What you should do: The listing below must be given again in full, exactly.

===== Extracted information =====

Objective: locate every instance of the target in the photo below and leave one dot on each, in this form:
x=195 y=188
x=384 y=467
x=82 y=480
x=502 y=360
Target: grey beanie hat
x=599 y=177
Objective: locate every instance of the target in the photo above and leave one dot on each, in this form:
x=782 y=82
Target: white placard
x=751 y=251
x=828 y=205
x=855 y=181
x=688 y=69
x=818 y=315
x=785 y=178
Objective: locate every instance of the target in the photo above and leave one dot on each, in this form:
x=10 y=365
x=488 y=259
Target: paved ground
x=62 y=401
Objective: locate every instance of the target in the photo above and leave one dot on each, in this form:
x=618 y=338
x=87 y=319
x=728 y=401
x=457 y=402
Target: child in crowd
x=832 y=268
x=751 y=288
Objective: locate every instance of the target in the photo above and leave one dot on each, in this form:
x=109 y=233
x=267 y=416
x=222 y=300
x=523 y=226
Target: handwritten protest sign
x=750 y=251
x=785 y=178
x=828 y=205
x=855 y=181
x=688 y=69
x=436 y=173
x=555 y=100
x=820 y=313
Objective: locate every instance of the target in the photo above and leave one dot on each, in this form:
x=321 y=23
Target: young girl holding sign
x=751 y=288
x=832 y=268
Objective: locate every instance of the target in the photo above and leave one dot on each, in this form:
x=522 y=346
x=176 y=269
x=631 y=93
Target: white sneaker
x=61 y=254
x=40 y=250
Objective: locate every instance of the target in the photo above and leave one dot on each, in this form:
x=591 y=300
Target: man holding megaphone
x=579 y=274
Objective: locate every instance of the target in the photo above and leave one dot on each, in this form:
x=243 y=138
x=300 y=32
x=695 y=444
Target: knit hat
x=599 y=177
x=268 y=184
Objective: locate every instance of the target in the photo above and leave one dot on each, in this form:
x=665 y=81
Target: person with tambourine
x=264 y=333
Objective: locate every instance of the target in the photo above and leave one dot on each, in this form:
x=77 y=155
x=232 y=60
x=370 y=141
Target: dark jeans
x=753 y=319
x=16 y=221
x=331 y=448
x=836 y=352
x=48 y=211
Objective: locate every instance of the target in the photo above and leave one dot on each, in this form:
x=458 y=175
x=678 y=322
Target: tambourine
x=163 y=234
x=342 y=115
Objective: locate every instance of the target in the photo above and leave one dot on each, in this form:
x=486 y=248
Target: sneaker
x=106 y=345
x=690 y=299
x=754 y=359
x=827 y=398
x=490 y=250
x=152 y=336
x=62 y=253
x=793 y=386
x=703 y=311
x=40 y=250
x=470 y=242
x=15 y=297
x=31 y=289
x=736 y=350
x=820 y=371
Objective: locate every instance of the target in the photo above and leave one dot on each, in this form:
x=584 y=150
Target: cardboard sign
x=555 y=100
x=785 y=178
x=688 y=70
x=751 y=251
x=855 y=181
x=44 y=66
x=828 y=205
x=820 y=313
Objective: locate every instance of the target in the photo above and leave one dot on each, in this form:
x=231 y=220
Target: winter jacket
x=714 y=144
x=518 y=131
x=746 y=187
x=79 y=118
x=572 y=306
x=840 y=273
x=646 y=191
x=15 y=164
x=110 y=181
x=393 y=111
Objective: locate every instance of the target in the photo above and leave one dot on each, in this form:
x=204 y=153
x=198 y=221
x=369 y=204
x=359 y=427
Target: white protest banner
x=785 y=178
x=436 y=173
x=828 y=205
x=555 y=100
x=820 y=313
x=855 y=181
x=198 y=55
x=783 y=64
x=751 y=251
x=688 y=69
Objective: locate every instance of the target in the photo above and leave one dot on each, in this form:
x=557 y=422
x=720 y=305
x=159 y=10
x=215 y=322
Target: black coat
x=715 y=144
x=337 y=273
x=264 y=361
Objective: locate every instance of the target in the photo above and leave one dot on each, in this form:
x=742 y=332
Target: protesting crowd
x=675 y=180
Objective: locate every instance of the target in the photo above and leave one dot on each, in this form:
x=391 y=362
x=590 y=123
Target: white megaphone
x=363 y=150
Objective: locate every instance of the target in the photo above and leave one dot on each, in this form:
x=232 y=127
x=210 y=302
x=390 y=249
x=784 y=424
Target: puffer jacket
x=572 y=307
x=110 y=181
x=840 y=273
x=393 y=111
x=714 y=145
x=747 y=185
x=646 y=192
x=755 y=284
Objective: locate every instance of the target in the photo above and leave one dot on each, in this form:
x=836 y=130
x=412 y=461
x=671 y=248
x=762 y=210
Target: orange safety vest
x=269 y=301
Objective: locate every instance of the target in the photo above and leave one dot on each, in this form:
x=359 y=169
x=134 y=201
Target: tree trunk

=====

Result for this exercise:
Objective: locate every instance of the target in the photo below and leave one dot on each, in this form:
x=195 y=188
x=384 y=467
x=82 y=480
x=502 y=360
Target: grey beanie hat
x=599 y=177
Objective: locate every instance of the target in the photo above and leave one dot on each, in this form:
x=782 y=82
Target: white placard
x=751 y=251
x=828 y=205
x=855 y=181
x=688 y=69
x=818 y=315
x=785 y=178
Objective: locate every instance of the target in the photo above and leave one dot on each, in this form:
x=10 y=365
x=488 y=259
Target: paved ground
x=62 y=401
Objective: locate every instance of the target in the photo above and leave one dot on each, in this form:
x=618 y=338
x=87 y=319
x=728 y=401
x=457 y=402
Target: child in crowd
x=832 y=268
x=751 y=288
Objective: locate every instance of the target in the photo above and leave one dot on each, in this form:
x=109 y=233
x=267 y=416
x=222 y=300
x=523 y=226
Target: handwritten protest sign
x=750 y=251
x=785 y=178
x=828 y=205
x=855 y=181
x=688 y=69
x=436 y=173
x=555 y=100
x=820 y=313
Objective: locate every instance of the target in the photo above and leave one dot on each, in this form:
x=321 y=23
Target: young girl holding sign
x=751 y=288
x=832 y=268
Objective: locate every instance of the target in the photo above and leave one dot on each, in this form:
x=522 y=346
x=176 y=269
x=631 y=93
Target: white sneaker
x=61 y=254
x=40 y=250
Objective: locate every instance of the target in the photo above and leave one dot on each, in this form:
x=591 y=300
Target: man holding megaphone
x=579 y=274
Objective: locate every instance of the target in the photo above and leave one dot on each, in this form:
x=243 y=138
x=300 y=32
x=695 y=444
Target: knit hat
x=599 y=177
x=268 y=184
Objective: locate every instance of the target in the photo above and leave one dot on each, in this form:
x=665 y=81
Target: person with tambourine
x=264 y=333
Objective: locate every instance of the target in the photo above and leave one dot on each, in this form:
x=77 y=155
x=232 y=60
x=370 y=141
Target: dark jeans
x=753 y=319
x=16 y=221
x=331 y=448
x=836 y=352
x=48 y=211
Objective: locate every instance of the target in the photo above and leave one dot on each, in this form:
x=458 y=175
x=678 y=322
Target: tambourine
x=163 y=234
x=342 y=115
Objective: locate every instance of the target in the photo above and leave one dot on each, in this form:
x=486 y=248
Target: sneaker
x=106 y=345
x=690 y=299
x=754 y=359
x=827 y=398
x=490 y=250
x=152 y=336
x=62 y=253
x=793 y=386
x=703 y=311
x=40 y=250
x=470 y=242
x=15 y=297
x=31 y=289
x=736 y=350
x=820 y=371
Objective: locate every instance of the target in the photo above and leave one dot on each, in this form:
x=584 y=150
Target: cardboard sign
x=555 y=100
x=785 y=178
x=688 y=70
x=751 y=251
x=855 y=181
x=44 y=66
x=828 y=205
x=820 y=313
Objective: locate every instance of the target in the photo above and leave one dot on each, in this form:
x=231 y=220
Target: winter jacket
x=714 y=144
x=518 y=131
x=746 y=187
x=79 y=118
x=572 y=306
x=840 y=273
x=646 y=191
x=15 y=164
x=110 y=181
x=393 y=111
Objective: locate every instance of the target in the photo above and leave one dot on each, in this form:
x=204 y=153
x=198 y=221
x=369 y=204
x=359 y=427
Target: white protest banner
x=785 y=178
x=436 y=173
x=828 y=205
x=555 y=100
x=820 y=313
x=855 y=181
x=198 y=55
x=783 y=64
x=751 y=251
x=688 y=69
Objective: locate every instance of the target in the photo above and leave one dot on each, in this form:
x=557 y=422
x=720 y=305
x=159 y=10
x=215 y=322
Target: black coat
x=715 y=144
x=337 y=273
x=264 y=361
Objective: locate every instance of the target in the photo above and leave one dot on each, in this form:
x=742 y=332
Target: protesting crowd
x=675 y=180
Objective: locate every instance of the target in the photo above and leave one dot on each, in this form:
x=391 y=362
x=590 y=123
Target: white megaphone
x=363 y=150
Objective: locate every instance of the target in the photo above and leave one dot on each, in this form:
x=232 y=127
x=210 y=302
x=390 y=249
x=784 y=424
Target: puffer jacket
x=572 y=307
x=110 y=181
x=840 y=273
x=393 y=111
x=714 y=145
x=747 y=185
x=646 y=192
x=755 y=284
Objective: locate every instance of the target in the photo above and leave one dot on each, in this form:
x=836 y=130
x=412 y=461
x=671 y=248
x=762 y=210
Target: orange safety vest
x=269 y=301
Objective: locate every instance of the target in the photo above and leave one dot on each, in this form:
x=359 y=169
x=134 y=201
Target: tree trunk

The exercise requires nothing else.